──────── Given data ────────

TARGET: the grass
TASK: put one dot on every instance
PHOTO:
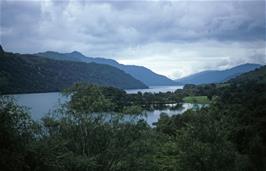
(197, 99)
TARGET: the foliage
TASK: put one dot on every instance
(197, 99)
(28, 73)
(92, 132)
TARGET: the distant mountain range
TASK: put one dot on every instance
(216, 76)
(258, 75)
(141, 73)
(28, 74)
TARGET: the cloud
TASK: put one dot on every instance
(174, 38)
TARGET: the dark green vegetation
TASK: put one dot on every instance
(256, 76)
(215, 76)
(91, 132)
(28, 73)
(197, 99)
(143, 74)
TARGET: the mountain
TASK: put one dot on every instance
(215, 76)
(143, 74)
(28, 73)
(258, 75)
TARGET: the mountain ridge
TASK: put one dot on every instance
(141, 73)
(24, 73)
(217, 76)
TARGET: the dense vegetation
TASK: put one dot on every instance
(91, 132)
(217, 76)
(141, 73)
(27, 73)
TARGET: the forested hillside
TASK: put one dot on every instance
(27, 74)
(99, 129)
(258, 75)
(141, 73)
(217, 76)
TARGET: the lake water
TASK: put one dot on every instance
(40, 104)
(155, 89)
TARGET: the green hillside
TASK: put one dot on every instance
(27, 74)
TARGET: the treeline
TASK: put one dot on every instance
(29, 74)
(91, 132)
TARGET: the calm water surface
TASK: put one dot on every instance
(155, 89)
(40, 104)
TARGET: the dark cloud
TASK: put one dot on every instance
(172, 30)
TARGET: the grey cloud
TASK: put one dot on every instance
(137, 30)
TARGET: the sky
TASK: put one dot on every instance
(172, 38)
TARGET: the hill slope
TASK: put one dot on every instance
(258, 75)
(28, 73)
(143, 74)
(214, 76)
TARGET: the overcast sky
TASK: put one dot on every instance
(173, 38)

────────

Instructions to follow:
The records must appear again word for word, though none of their pictures should.

Expected answer:
TARGET: the grass
TASK: put one dot on every instance
PHOTO:
(197, 99)
TARGET: the foliage
TASK: put one dot on every instance
(197, 99)
(28, 73)
(92, 132)
TARGET: the distant mountain range
TASK: put one dot on every instance
(216, 76)
(258, 75)
(141, 73)
(28, 74)
TARGET: the cloud
TASK: put one dot on every instance
(174, 38)
TARGET: the dark green vegetation
TASK: put one dot on every instance
(256, 76)
(215, 76)
(91, 132)
(28, 73)
(197, 99)
(143, 74)
TARGET: the mountain
TASK: put one dot on every instance
(215, 76)
(143, 74)
(28, 73)
(258, 75)
TARGET: the mountain ridge
TASK: put one dot on every instance
(141, 73)
(24, 73)
(217, 76)
TARGET: the dense vegetation
TASK: put one dot on every instance
(91, 132)
(217, 76)
(141, 73)
(27, 73)
TARGET: the forested hillside
TASK: put one dot on every instance
(27, 74)
(99, 129)
(258, 75)
(141, 73)
(217, 76)
TARGET: the lake water
TASK: put one dot on every instance
(40, 104)
(155, 89)
TARGET: the green hillside
TASK: put one dot on every instance
(27, 74)
TARGET: the treeline
TASK: put one dot on every instance
(29, 74)
(91, 132)
TARGET: the calm water surface
TASK: put one dot on every instance
(155, 89)
(40, 104)
TARGET: the dark cloud
TASK: put one dot on every instance
(172, 30)
TARGET: the grey cloud
TASK: put one dot on every instance
(137, 30)
TARGET: the sky
TASK: put one dot on every instance
(172, 38)
TARGET: the hill slope
TASK: put one dot on every instance
(258, 75)
(28, 73)
(143, 74)
(214, 76)
TARGET: the overcast sky
TASK: put one dot on every instance
(173, 38)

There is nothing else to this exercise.